**TEXTAUSZUG**
******************************

# Walzen sollen sich bewegen (optisch)



## wolli1 (13. Juni 2005)

Hallo zusammen,
  dies ist mein erster Beitrag (ich hoffe, ich mach alles richtig) und komme gleich mit einer sehr kniffligen Frage:

  Im Hanhang hab ich ein JPG-Bild hochgeladen, welches folgendermaßen verändert werden soll:

  1: Die Walzen sollen optisch so aussehen, als ob sie sich drehen würden.

  2. In die Walzen sollen dann noch die Abdrücke der Preise.

  3. Die Buchstaben sollen, wenn Sie aus der Walze kommen, gequetscht aussehen.

  Nun meine Frage.
  Ist dies überhaubt in Photoshop oder Illustrator möglich und wenn Ja, wie macht man das ?

  Ich hoffe, ich habe Euch keine unlösbare Frage gestellt und würde mich über eine Antwort sehr freuen


----------



## chrisbergr (13. Juni 2005)

Mit welchem Programm hast du das Bild erstellt und existiert nur dieses JPG oder auch eine Rohdatei?

BTW: Irgendwas stimmt mit dem Winkel der Preise rechts und der Walze nicht überein.


----------



## wolli1 (13. Juni 2005)

acid.rain hat gesagt.:
			
		

> Mit welchem Programm hast du das Bild erstellt und existiert nur dieses JPG oder auch eine Rohdatei?
> 
> BTW: Irgendwas stimmt mit dem Winkel der Preise rechts und der Walze nicht überein.


 @acid.rain

Vielen Dank für Deine schnelle Antwort !

******************************

**AUFGABENSTELLUNG**
1. Beantworte die folgenden Fragen zum Forumsthread zu den Walzen:
(a) In welchen Programmen möchte wolli1 die Änderungen umsetzen?
(b) Wie sollen die Buchstaben laut wolli1 aussehen, wenn sie aus der Walze kommen?
(c) Was stimmt laut chrisbergr nicht überein?
2. Führe den Forumsthread zu den Walzen im Anschluss an seinen letzten Satz fort.

**BEREITGESTELLTE DATEN**
******************************

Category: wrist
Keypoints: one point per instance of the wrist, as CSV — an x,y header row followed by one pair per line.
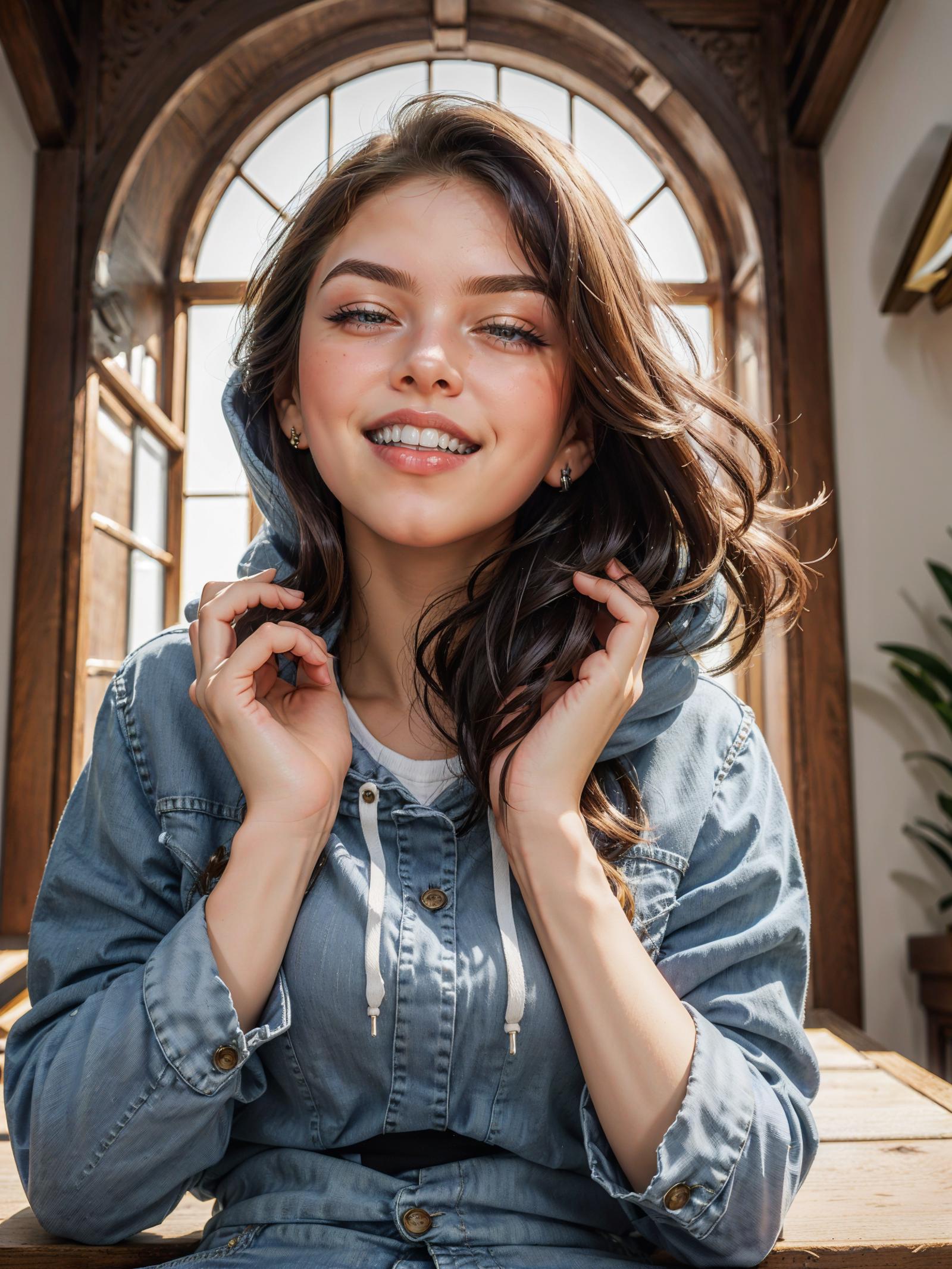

******************************

**LÖSUNGEN**
1.
(a) In Photoshop oder Illustrator.
(b) Sie sollen gequetscht aussehen.
(c) Der Winkel der Preise rechts und der Walze.

2.
Die Grafik wurde mit Powerpoint erstellt.
Ich hab sie nur als JPG-Datei abgespeichert.

Die Preise wären erst einmal unwichtig, da ich diese nachträglich umändern, oder neu machen kann.
Es geht in erster Linie um die Walzen.

Ich denke mal, dass ich das komplett im Illustrator nachbauen muß, falls es keinen anderen Weg gibt.


----------



## der_Jan (13. Juni 2005)

Dein Vorraniges Problem wird sein, das du das alles einzeln malen musst, sowohl in Illustrator als auch in Photoshop was doch etwas länger dauern kann, ich glaub da würd ich schon fasst zu einem 3D Programm tendieren, um das zu machen.


----------



## thecamillo (13. Juni 2005)

Falls das für ne Animation ist mal so ne Frage am Rande:

Warum zum Henker gibst du dir hiermit einen so großen Akt? Wofür hat die Firma Macromedia so ein tolles kleines Progrämmchen wie Flash entwickelt? Genau für so ne Sch****! Endschuldige aber manchmal versteh ich einfach die Probleme hier nicht!  :suspekt: 

cu thecamillo

PS: Actionscript + Flash können mächtige Waffen sein! Vorraussetzung: Eigeninitiative!

Falls für Print:

Machs im Illustrator oder Indesign da beide Proggis Vektorbasierend sind, sprich Auflösung ist dort Nebensache.


----------



## Tucker (13. Juni 2005)

thecamillo hat gesagt.:
			
		

> Warum zum Henker gibst du dir hiermit einen so großen Akt? Wofür hat die Firma Macromedia so ein tolles kleines Progrämmchen wie Flash entwickelt? Genau für so ne Sch****! Endschuldige aber manchmal versteh ich einfach die Probleme hier nicht!  :suspekt:



Das war bestimmt die beste Hilfe. Hast mal daran gedacht, dass hier nicht alle millionenschwer sind, wie z.B. Schüler, die sich entsprechende Programme wie Flash nicht leisten können?

Zum Thema:
Würde dort vielleicht wie bei einigen Comics ein paar "Beschleunigungsstreifen" einbaun. Praktisch Linien, die die Bewegung verdeutlichen.
Weiß aber nicht, ob es das ist, was du brauchst.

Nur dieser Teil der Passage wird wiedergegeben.